**Provided passage**
----
Tomahawk missile launch.jpg


The destroyer USS Barry launching a Tomahawk cruise missile, March 19, 2011

Having warned Syria’s Bashar al-Assad in August 2012 that the use of chemical weapons on his own people was a “red line” that would compel the United States to respond with force, President Barack Obama now apparently feels the need to follow through on his threat. In preparation, his diplomats are seeking international backing, albeit with limited success. The Arab League did not condone a US military response, understandable given the views of its member countries’ populations about US military actions generally. On Wednesday, UN envoy Lakdar Brahimi said “international law is clear” that any such military action requires approval by the UN Security Council, but Security Council approval is hostage to the certain vetoes of China and Russia.

But while Obama sends his representatives around the world to obtain support and gain more legitimacy for a US-led military response, he has not sought the approval of the one body whose authority is clearly required: the United States Congress. A military intervention in Syria, even if it was confined to an unmanned cruise missile attack, would unquestionably constitute an act of war. And whatever the validity of such an act under international law, under the US Constitution only Congress has the authority to authorize war or lesser forms of military force. The Framers gave that power to the legislature precisely because they wanted to make going to war more difficult, and knew that presidents would be more inclined to bellicosity than a multi-member legislature.

Presidents have of course often used military force without Congress’s prior approval, although they have generally attempted to fit their actions within the long-recognized exceptions to the principle of Congressional authorization: namely, when they must act in self-defense to an armed attack or imminent armed attack, leaving no time for recourse to Congress. But there is no conceivable justification along these lines for a military strike on Syria. President Obama is responding to an attack allegedly ordered and carried out by the Assad regime on its own citizens, not on the United States or American citizens.

Some have argued that the 1973 War Powers Resolution authorizes the president to undertake unilateral short–term military interventions, because one provision of that law requires presidents to report to Congress upon the introduction of troops into hostilities or imminent hostilities, and establishes a sixty-day clock for obtaining congressional approval thereafter. But Congress was very explicit that this mechanism, designed to rein in presidential war making, was not intended to give presidents a two-month grace period to make war as they see fit. As Congress expressly provided:

Nothing in this chapter … shall be construed as granting any authority to the President with respect to the introduction of United States Armed Forces into hostilities or into situations wherein involvement in hostilities is clearly indicated by the circumstances which authority he would not have had in the absence of this chapter.

Obama himself acknowledged the point in an interview with The New York Times during his first presidential campaign, stating:

The President does not have power under the Constitution to unilaterally authorize a military attack in a situation that does not involve stopping an actual or imminent threat to the nation.

On Wednesday, House Speaker John Boehner wrote the president a letter raising numerous questions about the proposed action, and specifically requesting Obama to explain “on what basis any use of force would be legally justified and how the justification comports with the exclusive authority of Congressional authorization under Article I of the Constitution.” Earlier this week, Republican lawmaker Scott Rigell, who represents a Congressional district in Virginia with one of the highest numbers of active-duty US servicemen and women in the country, also asked the president to allow Congress to debate any proposed military intervention.
----
[Items from a labeling collection]
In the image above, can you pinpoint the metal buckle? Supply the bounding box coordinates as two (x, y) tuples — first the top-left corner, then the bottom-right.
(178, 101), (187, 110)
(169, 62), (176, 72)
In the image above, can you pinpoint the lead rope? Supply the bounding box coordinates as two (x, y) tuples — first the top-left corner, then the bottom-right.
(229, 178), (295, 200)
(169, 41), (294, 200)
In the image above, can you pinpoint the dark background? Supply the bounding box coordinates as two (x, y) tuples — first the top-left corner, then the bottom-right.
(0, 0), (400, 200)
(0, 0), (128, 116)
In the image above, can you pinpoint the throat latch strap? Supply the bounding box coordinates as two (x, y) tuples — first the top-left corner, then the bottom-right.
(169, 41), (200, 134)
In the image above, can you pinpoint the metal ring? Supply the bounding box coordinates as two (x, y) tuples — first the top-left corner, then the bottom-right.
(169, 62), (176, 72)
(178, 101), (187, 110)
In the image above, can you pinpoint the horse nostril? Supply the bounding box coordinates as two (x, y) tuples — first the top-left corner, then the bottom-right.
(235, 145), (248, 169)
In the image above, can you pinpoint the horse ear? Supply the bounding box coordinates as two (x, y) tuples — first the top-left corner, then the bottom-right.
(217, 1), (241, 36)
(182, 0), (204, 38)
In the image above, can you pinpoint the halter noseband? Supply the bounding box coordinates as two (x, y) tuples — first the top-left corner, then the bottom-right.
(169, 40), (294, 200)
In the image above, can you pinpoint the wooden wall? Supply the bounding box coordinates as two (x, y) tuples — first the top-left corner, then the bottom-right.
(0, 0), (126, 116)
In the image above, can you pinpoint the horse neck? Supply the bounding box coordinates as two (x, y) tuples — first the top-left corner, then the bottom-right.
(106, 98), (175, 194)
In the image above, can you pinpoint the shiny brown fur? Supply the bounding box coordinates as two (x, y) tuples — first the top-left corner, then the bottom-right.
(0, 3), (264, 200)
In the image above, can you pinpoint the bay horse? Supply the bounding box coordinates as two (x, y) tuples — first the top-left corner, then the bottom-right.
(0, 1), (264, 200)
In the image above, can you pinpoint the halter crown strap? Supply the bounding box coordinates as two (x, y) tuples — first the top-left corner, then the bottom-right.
----
**Task directions**
Reproduce, word for word, the section of the war powers text starting with "Having warned Syria’s" and going on through "China and Russia.".

**Answer**
Having warned Syria’s Bashar al-Assad in August 2012 that the use of chemical weapons on his own people was a “red line” that would compel the United States to respond with force, President Barack Obama now apparently feels the need to follow through on his threat. In preparation, his diplomats are seeking international backing, albeit with limited success. The Arab League did not condone a US military response, understandable given the views of its member countries’ populations about US military actions generally. On Wednesday, UN envoy Lakdar Brahimi said “international law is clear” that any such military action requires approval by the UN Security Council, but Security Council approval is hostage to the certain vetoes of China and Russia.